(Saved entries)
+++

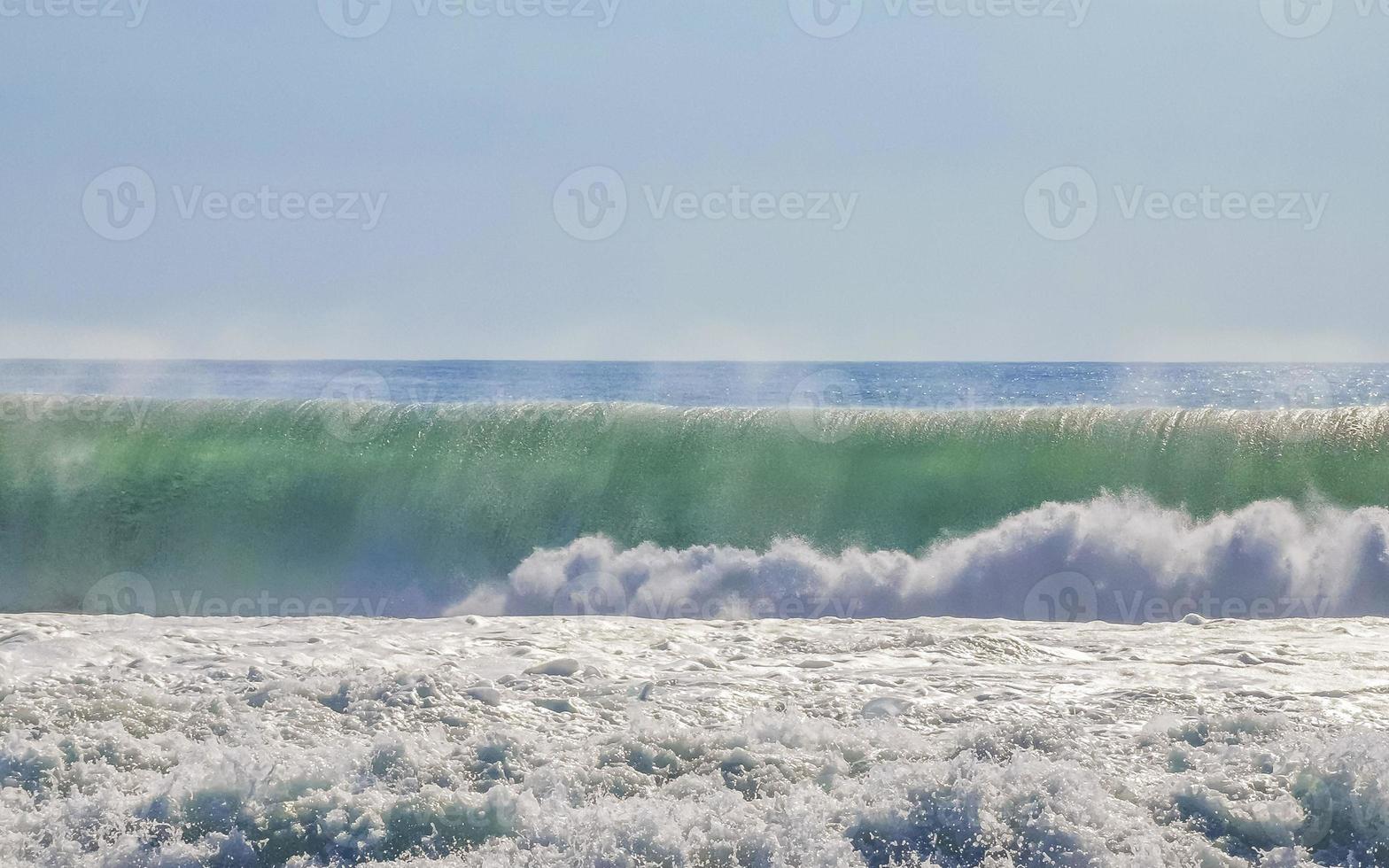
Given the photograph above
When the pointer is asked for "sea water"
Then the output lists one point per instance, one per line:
(704, 614)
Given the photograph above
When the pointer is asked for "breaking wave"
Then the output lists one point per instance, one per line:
(421, 506)
(1119, 559)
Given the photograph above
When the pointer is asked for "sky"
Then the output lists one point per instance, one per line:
(720, 180)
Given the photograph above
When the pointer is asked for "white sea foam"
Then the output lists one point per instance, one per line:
(1121, 559)
(128, 740)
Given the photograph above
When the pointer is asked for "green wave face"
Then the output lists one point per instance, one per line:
(418, 503)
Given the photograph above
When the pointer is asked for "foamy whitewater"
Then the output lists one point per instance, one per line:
(623, 616)
(635, 742)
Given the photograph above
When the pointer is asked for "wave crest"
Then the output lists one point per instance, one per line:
(1119, 559)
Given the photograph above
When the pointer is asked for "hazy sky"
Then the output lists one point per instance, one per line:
(789, 192)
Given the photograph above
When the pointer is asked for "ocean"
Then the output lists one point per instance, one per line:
(692, 614)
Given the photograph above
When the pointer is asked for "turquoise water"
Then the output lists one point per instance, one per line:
(417, 503)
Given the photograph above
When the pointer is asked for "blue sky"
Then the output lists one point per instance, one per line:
(460, 129)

+++

Problem: Would you output the data exactly, without any of its images?

Response below:
Given the photograph above
When the pointer is asked for "sea water"
Then the output lists one point per instance, one per line:
(704, 614)
Given the photograph above
When the pointer is asked for "breaking wave"
Then the output lists one point per instance, one per line:
(421, 506)
(1119, 559)
Given the photograph above
When the pointer is asked for "sky"
Then the output lists one point per instance, one per line:
(720, 180)
Given the photograph above
When the pointer is asked for "white sea foam"
Then the output lists one point per instance, one per line:
(1121, 559)
(128, 740)
Given the photograph above
When the pointer is asked for "green wave face"
Then the output lists one point per instance, one per line:
(418, 503)
Given the photograph above
When the pointer is asked for "foamy whitewater"
Then the output lists one point per instance, one per line:
(623, 616)
(635, 742)
Given the photograph above
When the pointer is asked for "wave crest"
Then the output lists one point per instance, one per line:
(1119, 559)
Given the photograph above
When the pointer is asked for "hazy sky"
Then the output lists one point per instance, one per line:
(789, 192)
Given the photograph above
When the pointer is asked for "ocean"
Then the output lists one point per instance, one per line:
(692, 614)
Given the photograph above
When the pointer is asked for "turquoise water"
Then the output lists one point per instance, one per line:
(417, 503)
Given the photograph above
When the pointer is asked for "blue sky"
Then the output lists one point per instance, one per line:
(460, 129)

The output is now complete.